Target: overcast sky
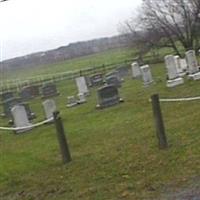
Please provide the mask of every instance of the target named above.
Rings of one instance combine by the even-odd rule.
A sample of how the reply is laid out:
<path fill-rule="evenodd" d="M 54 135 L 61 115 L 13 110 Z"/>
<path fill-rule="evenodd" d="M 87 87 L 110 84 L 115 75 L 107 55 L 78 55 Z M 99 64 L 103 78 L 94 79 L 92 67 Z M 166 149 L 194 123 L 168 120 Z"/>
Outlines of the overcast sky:
<path fill-rule="evenodd" d="M 0 59 L 118 34 L 142 0 L 8 0 L 0 3 Z"/>

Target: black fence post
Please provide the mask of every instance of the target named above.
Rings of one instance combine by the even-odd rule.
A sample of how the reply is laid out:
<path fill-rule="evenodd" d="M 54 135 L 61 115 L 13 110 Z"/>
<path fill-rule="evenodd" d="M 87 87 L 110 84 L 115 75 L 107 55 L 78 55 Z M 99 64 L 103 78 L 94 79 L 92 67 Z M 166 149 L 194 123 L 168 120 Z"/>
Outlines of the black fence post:
<path fill-rule="evenodd" d="M 162 111 L 160 108 L 159 95 L 158 94 L 152 95 L 151 101 L 152 101 L 152 109 L 153 109 L 153 115 L 154 115 L 154 120 L 155 120 L 156 135 L 158 138 L 159 148 L 166 149 L 168 147 L 168 144 L 167 144 L 167 138 L 165 135 L 165 127 L 164 127 L 164 122 L 162 118 Z"/>
<path fill-rule="evenodd" d="M 57 138 L 60 145 L 60 151 L 62 154 L 63 163 L 65 164 L 65 163 L 70 162 L 72 159 L 71 159 L 71 154 L 68 147 L 67 139 L 65 137 L 64 126 L 63 126 L 62 119 L 58 111 L 53 113 L 53 117 L 54 117 L 54 122 L 56 126 Z"/>

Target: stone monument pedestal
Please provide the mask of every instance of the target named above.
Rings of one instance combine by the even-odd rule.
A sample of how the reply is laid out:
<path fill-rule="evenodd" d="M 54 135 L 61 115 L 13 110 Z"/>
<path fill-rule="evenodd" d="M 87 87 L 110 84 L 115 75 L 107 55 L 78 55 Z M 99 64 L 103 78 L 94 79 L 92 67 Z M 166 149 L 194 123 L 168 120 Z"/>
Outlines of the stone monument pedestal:
<path fill-rule="evenodd" d="M 195 74 L 189 74 L 188 77 L 189 79 L 193 79 L 194 81 L 200 80 L 200 72 L 197 72 Z"/>
<path fill-rule="evenodd" d="M 168 80 L 167 81 L 167 87 L 175 87 L 177 85 L 181 85 L 184 83 L 184 79 L 183 78 L 176 78 L 173 80 Z"/>

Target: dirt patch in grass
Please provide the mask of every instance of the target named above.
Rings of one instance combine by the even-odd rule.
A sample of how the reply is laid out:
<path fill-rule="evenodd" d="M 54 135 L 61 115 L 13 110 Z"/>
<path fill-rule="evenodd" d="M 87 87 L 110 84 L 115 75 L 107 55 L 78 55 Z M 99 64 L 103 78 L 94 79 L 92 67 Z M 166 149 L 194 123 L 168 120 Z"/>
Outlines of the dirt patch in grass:
<path fill-rule="evenodd" d="M 200 177 L 193 178 L 182 188 L 169 188 L 161 197 L 163 200 L 200 200 Z"/>

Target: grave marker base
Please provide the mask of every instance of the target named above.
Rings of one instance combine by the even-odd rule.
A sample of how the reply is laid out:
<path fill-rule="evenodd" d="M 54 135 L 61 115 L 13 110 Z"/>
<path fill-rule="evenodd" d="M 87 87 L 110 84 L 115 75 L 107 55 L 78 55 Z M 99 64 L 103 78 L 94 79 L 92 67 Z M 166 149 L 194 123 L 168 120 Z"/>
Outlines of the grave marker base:
<path fill-rule="evenodd" d="M 153 83 L 154 83 L 154 81 L 150 81 L 150 82 L 146 82 L 146 83 L 143 83 L 143 84 L 144 84 L 144 87 L 148 87 Z"/>
<path fill-rule="evenodd" d="M 177 85 L 181 85 L 184 83 L 184 79 L 183 78 L 176 78 L 173 80 L 168 80 L 167 81 L 167 87 L 175 87 Z"/>
<path fill-rule="evenodd" d="M 200 80 L 200 72 L 197 72 L 197 73 L 195 73 L 195 74 L 189 74 L 189 75 L 188 75 L 188 78 L 189 78 L 189 79 L 193 79 L 194 81 Z"/>

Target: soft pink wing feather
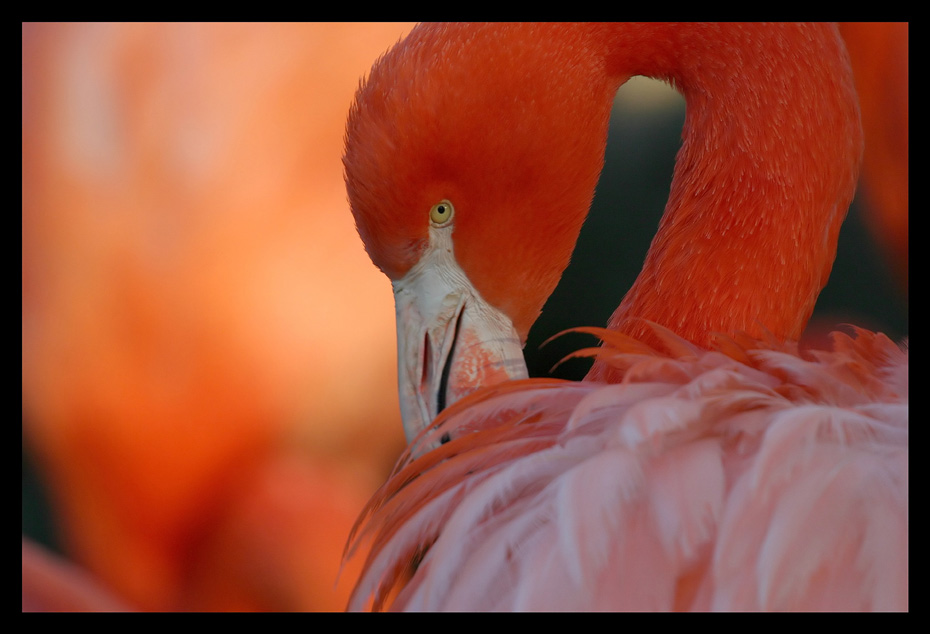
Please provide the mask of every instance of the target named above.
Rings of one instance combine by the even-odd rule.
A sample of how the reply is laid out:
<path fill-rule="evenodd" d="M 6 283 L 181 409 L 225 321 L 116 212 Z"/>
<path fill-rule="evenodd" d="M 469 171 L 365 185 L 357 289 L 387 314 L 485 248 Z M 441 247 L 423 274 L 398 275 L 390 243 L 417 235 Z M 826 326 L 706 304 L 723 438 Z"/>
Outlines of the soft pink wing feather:
<path fill-rule="evenodd" d="M 392 607 L 906 610 L 907 352 L 855 335 L 614 338 L 624 383 L 461 401 L 373 502 L 350 607 L 412 574 Z"/>

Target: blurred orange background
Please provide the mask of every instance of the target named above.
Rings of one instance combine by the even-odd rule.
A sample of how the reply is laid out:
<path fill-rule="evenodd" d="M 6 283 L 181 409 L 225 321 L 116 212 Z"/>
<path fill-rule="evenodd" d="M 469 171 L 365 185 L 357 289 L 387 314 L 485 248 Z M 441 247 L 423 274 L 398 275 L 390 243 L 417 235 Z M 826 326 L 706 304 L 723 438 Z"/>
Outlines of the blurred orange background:
<path fill-rule="evenodd" d="M 411 26 L 23 25 L 24 610 L 345 607 L 345 539 L 404 440 L 391 288 L 352 224 L 342 135 Z M 907 25 L 842 31 L 865 171 L 812 330 L 849 315 L 897 338 Z M 630 88 L 531 375 L 578 347 L 541 341 L 605 322 L 662 213 L 683 105 Z M 33 465 L 55 527 L 36 539 L 77 565 L 59 578 L 113 601 L 51 581 L 27 530 Z"/>
<path fill-rule="evenodd" d="M 404 441 L 342 134 L 410 26 L 23 25 L 24 452 L 134 606 L 345 606 Z"/>

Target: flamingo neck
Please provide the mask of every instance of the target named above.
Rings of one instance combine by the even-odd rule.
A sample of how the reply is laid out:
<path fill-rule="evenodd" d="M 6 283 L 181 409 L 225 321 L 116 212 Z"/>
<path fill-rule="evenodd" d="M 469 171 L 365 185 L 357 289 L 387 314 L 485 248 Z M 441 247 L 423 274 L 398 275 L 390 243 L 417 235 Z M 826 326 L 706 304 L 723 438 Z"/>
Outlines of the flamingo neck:
<path fill-rule="evenodd" d="M 652 340 L 650 320 L 705 347 L 737 331 L 798 339 L 832 268 L 861 154 L 836 29 L 594 28 L 609 73 L 670 81 L 687 103 L 665 214 L 609 327 Z"/>

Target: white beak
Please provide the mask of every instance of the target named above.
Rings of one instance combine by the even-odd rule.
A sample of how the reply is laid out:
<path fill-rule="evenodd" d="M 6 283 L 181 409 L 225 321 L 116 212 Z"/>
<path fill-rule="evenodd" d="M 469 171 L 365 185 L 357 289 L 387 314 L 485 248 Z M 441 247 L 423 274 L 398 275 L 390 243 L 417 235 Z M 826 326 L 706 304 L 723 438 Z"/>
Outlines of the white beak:
<path fill-rule="evenodd" d="M 486 385 L 526 378 L 520 338 L 458 266 L 451 227 L 393 282 L 400 411 L 410 443 L 443 409 Z M 424 449 L 430 449 L 426 447 Z"/>

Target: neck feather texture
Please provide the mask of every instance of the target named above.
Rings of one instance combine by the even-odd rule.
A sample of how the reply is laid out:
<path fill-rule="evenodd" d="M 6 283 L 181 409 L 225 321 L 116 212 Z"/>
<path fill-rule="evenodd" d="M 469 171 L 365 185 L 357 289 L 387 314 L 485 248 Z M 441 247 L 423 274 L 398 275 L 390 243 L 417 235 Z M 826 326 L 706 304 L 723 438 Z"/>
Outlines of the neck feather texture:
<path fill-rule="evenodd" d="M 609 72 L 667 80 L 687 103 L 665 215 L 609 327 L 651 340 L 646 319 L 702 346 L 737 331 L 798 339 L 830 274 L 862 148 L 835 27 L 594 28 Z"/>

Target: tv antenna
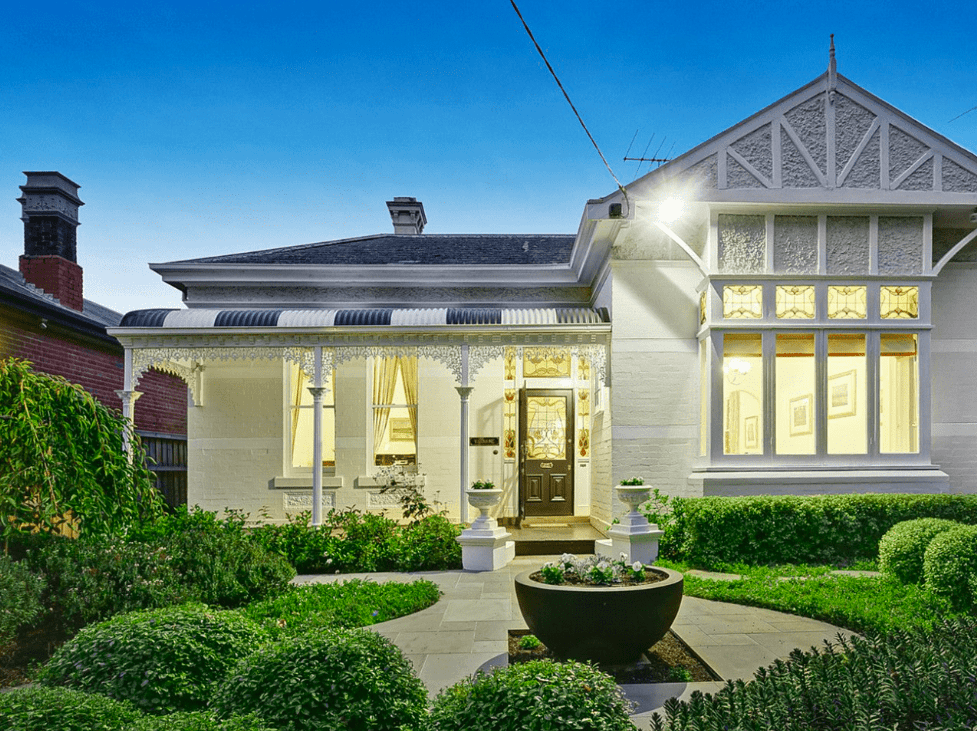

### [Work to complete]
Exactly as they appear, please return only the lines from the first line of the records through the line containing "Target: stone monument pedestal", both included, leaving out all pictures.

### [Expected answer]
Target: overcast sky
Please provide the mask of every instance of the target named above.
Rings of one instance combine by the even-odd rule.
A sample of how the reply is laid out:
<path fill-rule="evenodd" d="M 54 135 L 61 115 L 13 110 Z"/>
<path fill-rule="evenodd" d="M 87 87 L 110 84 L 115 75 L 107 55 L 78 55 Z M 99 64 L 103 78 L 94 79 L 92 67 Z M 166 149 L 194 123 L 168 120 Z"/>
Outlines of the overcast sky:
<path fill-rule="evenodd" d="M 0 59 L 118 34 L 142 0 L 8 0 L 0 3 Z"/>

Target: black fence post
Please provide the mask of every instance of the target named above.
Rings of one instance combine by the even-odd rule.
A sample of how the reply is laid out:
<path fill-rule="evenodd" d="M 54 135 L 61 115 L 13 110 Z"/>
<path fill-rule="evenodd" d="M 87 87 L 110 84 L 115 75 L 107 55 L 78 55 Z M 99 64 L 103 78 L 94 79 L 92 67 Z M 166 149 L 194 123 L 168 120 Z"/>
Outlines of the black fence post:
<path fill-rule="evenodd" d="M 162 111 L 160 108 L 159 95 L 158 94 L 152 95 L 151 101 L 152 101 L 152 109 L 153 109 L 153 115 L 154 115 L 154 120 L 155 120 L 156 135 L 158 138 L 159 148 L 166 149 L 168 147 L 168 144 L 167 144 L 167 138 L 165 135 L 165 127 L 164 127 L 164 122 L 162 118 Z"/>
<path fill-rule="evenodd" d="M 57 138 L 60 145 L 60 151 L 62 154 L 63 163 L 65 164 L 65 163 L 70 162 L 72 159 L 71 159 L 71 154 L 68 147 L 67 139 L 65 137 L 64 126 L 63 126 L 62 119 L 58 111 L 53 113 L 53 117 L 54 117 L 54 122 L 56 126 Z"/>

Target: stone monument pedestal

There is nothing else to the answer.